» **Problem description**
Determine how many lines of the rows below contain the string "deck", counting only matches with the same case, and give only that number.

-------- Records for the task --------

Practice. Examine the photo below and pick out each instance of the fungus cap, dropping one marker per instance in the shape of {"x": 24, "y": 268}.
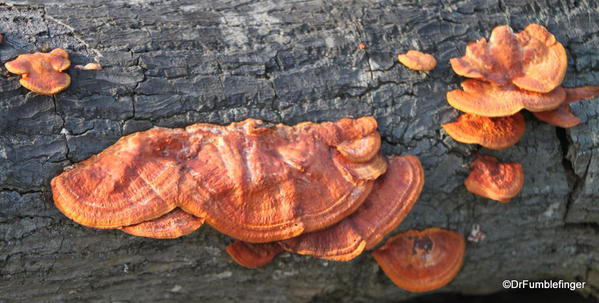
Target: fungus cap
{"x": 250, "y": 180}
{"x": 390, "y": 201}
{"x": 490, "y": 100}
{"x": 42, "y": 72}
{"x": 174, "y": 224}
{"x": 493, "y": 133}
{"x": 494, "y": 180}
{"x": 416, "y": 60}
{"x": 420, "y": 261}
{"x": 253, "y": 255}
{"x": 532, "y": 60}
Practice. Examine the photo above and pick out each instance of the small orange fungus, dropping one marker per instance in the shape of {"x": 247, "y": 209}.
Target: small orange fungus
{"x": 490, "y": 100}
{"x": 493, "y": 133}
{"x": 420, "y": 261}
{"x": 42, "y": 72}
{"x": 532, "y": 60}
{"x": 416, "y": 60}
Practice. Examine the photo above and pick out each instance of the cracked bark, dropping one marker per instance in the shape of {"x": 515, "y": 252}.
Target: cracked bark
{"x": 175, "y": 63}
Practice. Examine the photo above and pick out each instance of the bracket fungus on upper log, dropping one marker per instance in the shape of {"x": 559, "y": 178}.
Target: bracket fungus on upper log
{"x": 42, "y": 73}
{"x": 533, "y": 59}
{"x": 424, "y": 260}
{"x": 174, "y": 224}
{"x": 562, "y": 116}
{"x": 416, "y": 60}
{"x": 492, "y": 100}
{"x": 492, "y": 179}
{"x": 391, "y": 199}
{"x": 493, "y": 133}
{"x": 250, "y": 180}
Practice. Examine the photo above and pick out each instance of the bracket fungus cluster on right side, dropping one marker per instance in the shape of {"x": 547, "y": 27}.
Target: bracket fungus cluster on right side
{"x": 510, "y": 72}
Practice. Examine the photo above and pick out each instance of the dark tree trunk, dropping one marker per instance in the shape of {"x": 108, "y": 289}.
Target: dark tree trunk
{"x": 174, "y": 63}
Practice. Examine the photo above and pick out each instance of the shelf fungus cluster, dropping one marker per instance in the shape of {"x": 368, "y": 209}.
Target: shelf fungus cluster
{"x": 322, "y": 190}
{"x": 508, "y": 73}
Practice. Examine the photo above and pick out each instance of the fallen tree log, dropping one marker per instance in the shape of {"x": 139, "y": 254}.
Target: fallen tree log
{"x": 176, "y": 63}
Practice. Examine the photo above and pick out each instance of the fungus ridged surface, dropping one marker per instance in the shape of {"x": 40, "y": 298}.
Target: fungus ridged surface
{"x": 174, "y": 224}
{"x": 420, "y": 261}
{"x": 390, "y": 201}
{"x": 491, "y": 100}
{"x": 492, "y": 179}
{"x": 532, "y": 60}
{"x": 253, "y": 255}
{"x": 251, "y": 180}
{"x": 419, "y": 61}
{"x": 493, "y": 133}
{"x": 42, "y": 73}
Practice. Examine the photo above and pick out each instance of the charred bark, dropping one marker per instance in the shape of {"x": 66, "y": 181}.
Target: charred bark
{"x": 174, "y": 63}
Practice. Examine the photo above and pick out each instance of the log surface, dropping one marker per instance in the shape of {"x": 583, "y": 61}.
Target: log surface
{"x": 174, "y": 63}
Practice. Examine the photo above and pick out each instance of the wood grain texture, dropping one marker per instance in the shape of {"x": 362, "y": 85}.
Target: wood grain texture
{"x": 171, "y": 64}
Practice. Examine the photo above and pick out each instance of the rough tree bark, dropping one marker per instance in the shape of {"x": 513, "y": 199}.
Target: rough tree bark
{"x": 173, "y": 63}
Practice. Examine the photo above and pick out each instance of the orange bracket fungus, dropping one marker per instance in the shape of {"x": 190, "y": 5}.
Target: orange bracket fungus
{"x": 174, "y": 224}
{"x": 416, "y": 60}
{"x": 42, "y": 72}
{"x": 493, "y": 133}
{"x": 420, "y": 261}
{"x": 561, "y": 116}
{"x": 251, "y": 180}
{"x": 390, "y": 201}
{"x": 494, "y": 180}
{"x": 533, "y": 59}
{"x": 253, "y": 255}
{"x": 491, "y": 100}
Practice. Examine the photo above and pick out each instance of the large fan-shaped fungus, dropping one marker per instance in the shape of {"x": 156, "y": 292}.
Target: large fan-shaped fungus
{"x": 490, "y": 100}
{"x": 494, "y": 180}
{"x": 250, "y": 180}
{"x": 390, "y": 201}
{"x": 533, "y": 59}
{"x": 253, "y": 255}
{"x": 42, "y": 72}
{"x": 422, "y": 260}
{"x": 416, "y": 60}
{"x": 175, "y": 224}
{"x": 493, "y": 133}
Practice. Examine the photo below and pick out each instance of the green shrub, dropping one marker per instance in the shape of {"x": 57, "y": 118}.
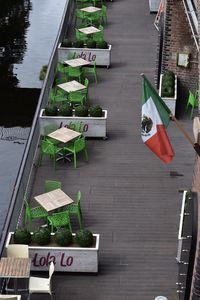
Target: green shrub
{"x": 42, "y": 236}
{"x": 95, "y": 111}
{"x": 65, "y": 110}
{"x": 102, "y": 45}
{"x": 84, "y": 238}
{"x": 51, "y": 110}
{"x": 81, "y": 111}
{"x": 78, "y": 44}
{"x": 22, "y": 236}
{"x": 91, "y": 44}
{"x": 63, "y": 237}
{"x": 67, "y": 43}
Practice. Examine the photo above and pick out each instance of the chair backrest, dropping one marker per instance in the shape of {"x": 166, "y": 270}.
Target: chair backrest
{"x": 50, "y": 128}
{"x": 79, "y": 144}
{"x": 17, "y": 251}
{"x": 48, "y": 147}
{"x": 51, "y": 185}
{"x": 10, "y": 297}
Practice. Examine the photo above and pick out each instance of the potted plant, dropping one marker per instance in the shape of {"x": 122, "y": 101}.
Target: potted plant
{"x": 69, "y": 252}
{"x": 92, "y": 119}
{"x": 100, "y": 51}
{"x": 168, "y": 89}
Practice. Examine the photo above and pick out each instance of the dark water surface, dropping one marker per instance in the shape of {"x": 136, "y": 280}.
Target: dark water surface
{"x": 28, "y": 30}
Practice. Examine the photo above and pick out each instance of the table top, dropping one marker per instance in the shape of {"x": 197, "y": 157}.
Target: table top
{"x": 77, "y": 62}
{"x": 71, "y": 86}
{"x": 90, "y": 9}
{"x": 13, "y": 267}
{"x": 64, "y": 134}
{"x": 53, "y": 200}
{"x": 89, "y": 30}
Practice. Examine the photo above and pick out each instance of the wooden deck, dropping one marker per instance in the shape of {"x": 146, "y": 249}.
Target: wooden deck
{"x": 128, "y": 195}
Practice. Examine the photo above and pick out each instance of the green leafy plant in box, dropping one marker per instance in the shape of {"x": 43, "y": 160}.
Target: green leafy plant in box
{"x": 102, "y": 45}
{"x": 63, "y": 237}
{"x": 65, "y": 110}
{"x": 91, "y": 44}
{"x": 78, "y": 44}
{"x": 42, "y": 236}
{"x": 95, "y": 111}
{"x": 84, "y": 238}
{"x": 22, "y": 236}
{"x": 81, "y": 111}
{"x": 66, "y": 43}
{"x": 51, "y": 110}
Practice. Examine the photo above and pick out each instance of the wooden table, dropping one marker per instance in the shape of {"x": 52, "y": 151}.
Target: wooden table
{"x": 15, "y": 267}
{"x": 64, "y": 134}
{"x": 53, "y": 200}
{"x": 72, "y": 86}
{"x": 90, "y": 9}
{"x": 89, "y": 30}
{"x": 77, "y": 62}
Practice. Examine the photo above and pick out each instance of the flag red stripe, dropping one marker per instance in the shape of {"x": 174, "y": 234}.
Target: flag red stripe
{"x": 159, "y": 143}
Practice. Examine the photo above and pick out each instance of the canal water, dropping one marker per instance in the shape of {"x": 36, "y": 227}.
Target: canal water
{"x": 28, "y": 29}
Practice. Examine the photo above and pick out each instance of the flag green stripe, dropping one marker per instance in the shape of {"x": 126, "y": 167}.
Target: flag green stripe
{"x": 149, "y": 91}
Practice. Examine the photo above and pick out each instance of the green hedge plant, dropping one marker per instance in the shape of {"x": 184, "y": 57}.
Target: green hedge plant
{"x": 22, "y": 236}
{"x": 63, "y": 237}
{"x": 84, "y": 238}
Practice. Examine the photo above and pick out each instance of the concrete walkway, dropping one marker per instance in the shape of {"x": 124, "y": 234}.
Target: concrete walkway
{"x": 128, "y": 195}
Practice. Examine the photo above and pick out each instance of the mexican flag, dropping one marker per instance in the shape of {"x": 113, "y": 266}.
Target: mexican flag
{"x": 155, "y": 118}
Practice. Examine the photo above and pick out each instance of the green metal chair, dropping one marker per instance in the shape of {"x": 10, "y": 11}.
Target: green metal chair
{"x": 51, "y": 150}
{"x": 76, "y": 126}
{"x": 75, "y": 208}
{"x": 51, "y": 185}
{"x": 77, "y": 146}
{"x": 36, "y": 212}
{"x": 90, "y": 70}
{"x": 75, "y": 72}
{"x": 193, "y": 102}
{"x": 76, "y": 98}
{"x": 60, "y": 219}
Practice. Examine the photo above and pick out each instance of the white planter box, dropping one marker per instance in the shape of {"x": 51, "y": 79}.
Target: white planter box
{"x": 92, "y": 127}
{"x": 102, "y": 56}
{"x": 170, "y": 102}
{"x": 66, "y": 259}
{"x": 154, "y": 5}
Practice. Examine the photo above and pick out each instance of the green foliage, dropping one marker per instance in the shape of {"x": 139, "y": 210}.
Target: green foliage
{"x": 78, "y": 44}
{"x": 102, "y": 45}
{"x": 51, "y": 110}
{"x": 66, "y": 43}
{"x": 81, "y": 111}
{"x": 22, "y": 236}
{"x": 43, "y": 72}
{"x": 168, "y": 82}
{"x": 84, "y": 238}
{"x": 63, "y": 237}
{"x": 65, "y": 110}
{"x": 95, "y": 111}
{"x": 42, "y": 236}
{"x": 91, "y": 44}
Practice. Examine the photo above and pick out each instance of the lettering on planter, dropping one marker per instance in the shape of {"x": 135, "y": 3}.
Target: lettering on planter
{"x": 87, "y": 56}
{"x": 61, "y": 260}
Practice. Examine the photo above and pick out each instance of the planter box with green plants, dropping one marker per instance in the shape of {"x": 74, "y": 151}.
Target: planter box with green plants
{"x": 99, "y": 51}
{"x": 168, "y": 89}
{"x": 92, "y": 119}
{"x": 69, "y": 252}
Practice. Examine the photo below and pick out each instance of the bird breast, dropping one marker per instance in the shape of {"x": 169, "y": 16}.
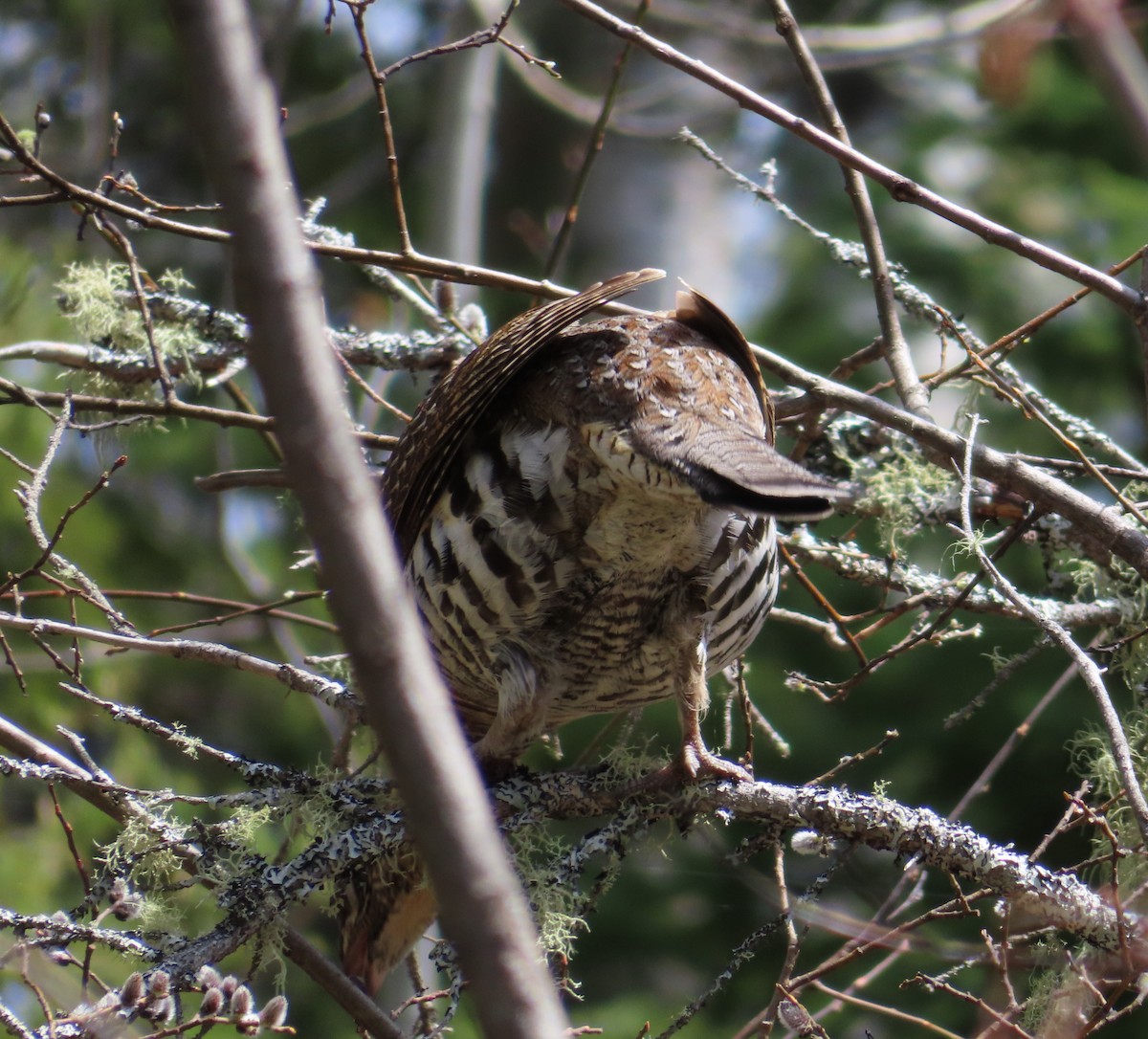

--------

» **Response to this exercise**
2